Objective
Take the line that contains "Objective — one pin per instance of the blurred camera" as the first line and the last line of the material below as the final one; reproduce exactly the lines between, inclusive.

Input for this task
• • • • •

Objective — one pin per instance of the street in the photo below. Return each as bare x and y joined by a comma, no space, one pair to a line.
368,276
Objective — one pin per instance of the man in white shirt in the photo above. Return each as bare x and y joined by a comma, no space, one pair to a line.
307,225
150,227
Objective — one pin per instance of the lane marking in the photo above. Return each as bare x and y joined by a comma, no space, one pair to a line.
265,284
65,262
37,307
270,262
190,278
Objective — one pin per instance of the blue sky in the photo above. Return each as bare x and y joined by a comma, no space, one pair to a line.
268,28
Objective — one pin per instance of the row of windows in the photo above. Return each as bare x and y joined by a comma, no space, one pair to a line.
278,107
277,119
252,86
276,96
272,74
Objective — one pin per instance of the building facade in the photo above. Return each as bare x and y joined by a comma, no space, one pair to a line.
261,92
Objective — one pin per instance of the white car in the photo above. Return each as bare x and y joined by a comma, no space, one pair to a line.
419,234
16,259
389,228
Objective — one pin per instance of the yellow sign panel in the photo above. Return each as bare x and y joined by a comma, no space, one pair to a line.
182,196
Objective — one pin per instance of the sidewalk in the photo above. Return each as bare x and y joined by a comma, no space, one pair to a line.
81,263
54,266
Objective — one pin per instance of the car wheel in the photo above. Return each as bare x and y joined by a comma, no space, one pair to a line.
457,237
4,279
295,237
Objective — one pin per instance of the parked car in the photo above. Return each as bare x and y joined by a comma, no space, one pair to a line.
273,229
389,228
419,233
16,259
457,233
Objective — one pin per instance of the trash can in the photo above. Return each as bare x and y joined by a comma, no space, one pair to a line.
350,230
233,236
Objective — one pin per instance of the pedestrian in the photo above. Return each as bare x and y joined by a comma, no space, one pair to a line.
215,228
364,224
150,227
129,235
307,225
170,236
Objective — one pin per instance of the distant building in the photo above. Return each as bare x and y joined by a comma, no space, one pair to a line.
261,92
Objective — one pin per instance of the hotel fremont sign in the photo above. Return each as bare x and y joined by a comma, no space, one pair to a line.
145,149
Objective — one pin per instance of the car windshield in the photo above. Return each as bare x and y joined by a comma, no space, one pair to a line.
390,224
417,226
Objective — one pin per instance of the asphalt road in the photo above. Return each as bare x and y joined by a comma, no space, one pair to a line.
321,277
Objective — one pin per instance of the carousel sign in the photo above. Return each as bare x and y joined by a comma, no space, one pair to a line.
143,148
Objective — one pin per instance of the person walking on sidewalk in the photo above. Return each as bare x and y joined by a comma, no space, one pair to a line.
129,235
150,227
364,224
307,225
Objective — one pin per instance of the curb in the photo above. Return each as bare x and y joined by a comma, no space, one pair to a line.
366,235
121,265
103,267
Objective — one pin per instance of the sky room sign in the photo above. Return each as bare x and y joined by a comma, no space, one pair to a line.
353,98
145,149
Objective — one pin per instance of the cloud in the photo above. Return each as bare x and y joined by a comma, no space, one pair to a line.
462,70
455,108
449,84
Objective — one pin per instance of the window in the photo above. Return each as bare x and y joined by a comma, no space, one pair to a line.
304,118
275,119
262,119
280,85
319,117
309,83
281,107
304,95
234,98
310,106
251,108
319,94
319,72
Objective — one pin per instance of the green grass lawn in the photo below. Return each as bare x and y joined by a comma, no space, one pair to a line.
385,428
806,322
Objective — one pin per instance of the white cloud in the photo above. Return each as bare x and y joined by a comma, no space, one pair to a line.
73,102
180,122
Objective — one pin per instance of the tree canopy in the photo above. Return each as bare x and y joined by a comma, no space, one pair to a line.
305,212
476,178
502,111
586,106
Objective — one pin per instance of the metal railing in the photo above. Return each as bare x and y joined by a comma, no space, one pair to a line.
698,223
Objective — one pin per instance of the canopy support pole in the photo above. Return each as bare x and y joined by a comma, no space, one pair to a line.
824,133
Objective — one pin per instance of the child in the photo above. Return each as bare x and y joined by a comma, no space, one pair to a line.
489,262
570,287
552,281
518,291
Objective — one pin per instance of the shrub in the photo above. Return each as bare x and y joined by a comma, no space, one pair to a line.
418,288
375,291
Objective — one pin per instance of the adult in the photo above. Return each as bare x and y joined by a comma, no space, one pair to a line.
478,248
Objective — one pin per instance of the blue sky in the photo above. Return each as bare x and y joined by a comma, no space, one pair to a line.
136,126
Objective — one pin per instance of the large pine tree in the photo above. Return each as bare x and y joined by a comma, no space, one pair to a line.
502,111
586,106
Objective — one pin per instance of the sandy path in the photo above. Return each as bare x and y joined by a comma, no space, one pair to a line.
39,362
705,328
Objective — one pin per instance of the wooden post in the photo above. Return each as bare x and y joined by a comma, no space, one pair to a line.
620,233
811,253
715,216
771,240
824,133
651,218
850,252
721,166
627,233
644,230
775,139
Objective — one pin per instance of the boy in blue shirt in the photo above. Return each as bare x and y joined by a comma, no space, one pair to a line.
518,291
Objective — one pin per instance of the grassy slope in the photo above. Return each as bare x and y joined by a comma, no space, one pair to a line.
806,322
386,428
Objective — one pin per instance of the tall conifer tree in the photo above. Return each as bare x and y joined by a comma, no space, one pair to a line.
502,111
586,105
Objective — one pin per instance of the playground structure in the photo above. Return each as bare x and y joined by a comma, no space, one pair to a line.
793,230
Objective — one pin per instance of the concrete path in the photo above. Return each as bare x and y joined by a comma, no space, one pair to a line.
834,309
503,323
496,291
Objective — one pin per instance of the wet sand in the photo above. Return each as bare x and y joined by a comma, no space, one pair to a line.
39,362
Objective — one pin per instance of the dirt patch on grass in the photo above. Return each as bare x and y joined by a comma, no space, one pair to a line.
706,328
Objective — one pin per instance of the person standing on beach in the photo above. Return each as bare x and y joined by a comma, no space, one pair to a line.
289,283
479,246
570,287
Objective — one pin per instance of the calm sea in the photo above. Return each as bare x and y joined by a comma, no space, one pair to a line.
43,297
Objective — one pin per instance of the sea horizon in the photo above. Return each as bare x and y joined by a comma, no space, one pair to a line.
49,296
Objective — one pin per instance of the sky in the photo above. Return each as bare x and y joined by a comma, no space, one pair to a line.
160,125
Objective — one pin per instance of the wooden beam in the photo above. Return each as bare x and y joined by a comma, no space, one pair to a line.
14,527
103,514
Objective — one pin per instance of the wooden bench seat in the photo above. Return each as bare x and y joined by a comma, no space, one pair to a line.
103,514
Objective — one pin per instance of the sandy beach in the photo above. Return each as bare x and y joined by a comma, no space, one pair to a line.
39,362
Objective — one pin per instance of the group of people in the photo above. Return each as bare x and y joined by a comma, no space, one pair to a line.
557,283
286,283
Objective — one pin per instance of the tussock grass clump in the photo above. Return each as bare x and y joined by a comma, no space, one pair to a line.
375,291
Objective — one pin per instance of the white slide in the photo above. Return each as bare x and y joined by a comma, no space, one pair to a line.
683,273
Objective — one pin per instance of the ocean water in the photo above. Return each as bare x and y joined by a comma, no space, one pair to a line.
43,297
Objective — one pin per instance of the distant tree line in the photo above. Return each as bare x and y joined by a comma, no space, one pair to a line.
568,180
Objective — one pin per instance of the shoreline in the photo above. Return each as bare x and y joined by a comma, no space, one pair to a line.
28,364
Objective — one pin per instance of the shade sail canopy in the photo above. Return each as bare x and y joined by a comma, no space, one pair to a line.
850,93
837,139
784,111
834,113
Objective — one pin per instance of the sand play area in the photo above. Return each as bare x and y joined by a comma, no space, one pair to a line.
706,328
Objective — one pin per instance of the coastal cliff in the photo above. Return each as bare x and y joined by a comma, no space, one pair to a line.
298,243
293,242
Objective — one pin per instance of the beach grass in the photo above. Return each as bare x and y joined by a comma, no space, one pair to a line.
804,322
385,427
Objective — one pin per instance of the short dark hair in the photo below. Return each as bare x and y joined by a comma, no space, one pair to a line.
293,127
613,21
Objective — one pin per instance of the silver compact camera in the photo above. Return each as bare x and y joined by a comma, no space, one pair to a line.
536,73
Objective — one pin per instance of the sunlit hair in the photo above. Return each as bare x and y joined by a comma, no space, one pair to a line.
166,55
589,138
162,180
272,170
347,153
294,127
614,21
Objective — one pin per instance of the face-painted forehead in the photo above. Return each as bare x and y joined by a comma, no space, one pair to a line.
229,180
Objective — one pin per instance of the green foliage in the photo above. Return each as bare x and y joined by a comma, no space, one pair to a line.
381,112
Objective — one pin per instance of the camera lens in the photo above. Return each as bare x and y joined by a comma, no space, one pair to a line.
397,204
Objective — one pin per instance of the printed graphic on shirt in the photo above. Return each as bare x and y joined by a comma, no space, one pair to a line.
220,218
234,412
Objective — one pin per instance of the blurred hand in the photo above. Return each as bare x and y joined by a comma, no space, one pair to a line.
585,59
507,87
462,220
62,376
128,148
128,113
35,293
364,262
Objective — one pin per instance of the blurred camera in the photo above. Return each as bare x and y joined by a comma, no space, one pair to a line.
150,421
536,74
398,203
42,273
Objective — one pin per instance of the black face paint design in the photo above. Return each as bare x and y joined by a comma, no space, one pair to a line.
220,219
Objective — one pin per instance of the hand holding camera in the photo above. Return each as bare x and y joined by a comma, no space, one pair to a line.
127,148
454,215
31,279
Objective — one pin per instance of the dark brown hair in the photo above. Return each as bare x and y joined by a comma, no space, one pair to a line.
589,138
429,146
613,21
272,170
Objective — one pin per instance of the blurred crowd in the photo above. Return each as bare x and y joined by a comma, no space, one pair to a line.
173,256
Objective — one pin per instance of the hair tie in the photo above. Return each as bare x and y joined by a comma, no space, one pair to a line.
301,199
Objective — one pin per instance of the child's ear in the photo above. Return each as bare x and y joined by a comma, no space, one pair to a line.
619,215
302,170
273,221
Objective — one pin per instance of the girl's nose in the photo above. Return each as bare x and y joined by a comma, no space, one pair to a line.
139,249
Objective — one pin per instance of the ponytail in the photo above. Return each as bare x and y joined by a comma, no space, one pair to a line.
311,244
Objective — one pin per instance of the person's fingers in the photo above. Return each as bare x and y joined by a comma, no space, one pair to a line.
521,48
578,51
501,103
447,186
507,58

• • • • •

Exercise solution
Objective — one pin per instance of the blurred camera in the photo above. Return each as bare x and y joined by a comma, no space, one pair to a line.
150,421
536,74
398,203
42,273
Objective — one pin per instance of the black face paint design in the photo above. Return each as bare x and y joined by a comma, no space, one pair to a line.
220,219
Objective — one pin per instance of the hand holding camera in the photo above. Return each as bare x and y joined by a comma, no space, one pair to a line.
127,148
454,215
31,279
Objective — one pin per instance of the dark brown hair in the photo above. Return each as bare x and y joined by a comma, no space, one pair to a line.
589,138
429,146
613,21
272,170
Objective — one pin per instance of the blurred crowd in the photo above. Return each as bare x and y joined by a comma, no space, one pair to a line.
173,256
Objective — one pin per instance of the hair tie in the photo above. Return each as bare x and y joined by a comma, no space, one pair to a line.
301,199
Objective — one pin per instance of the child's ear in the photo above. Return each as bare x and y joined by a comma, no space, one pair to a line.
619,215
302,170
273,221
Objective — one pin per instance of the girl's nose in the photo above. Return each as bare x and y joined by a comma, no space, one pair to a line.
139,249
Objective — one pin per instance of the ponytail in the photo above. Return each as bare x and y joined by a comma, no space, one pair to a line.
311,244
Objective — one pin per instance of the person's fingers in the photo above. Return each as bare x and y joined by a comma, no space, one pair to a line.
521,48
578,51
501,103
447,186
507,58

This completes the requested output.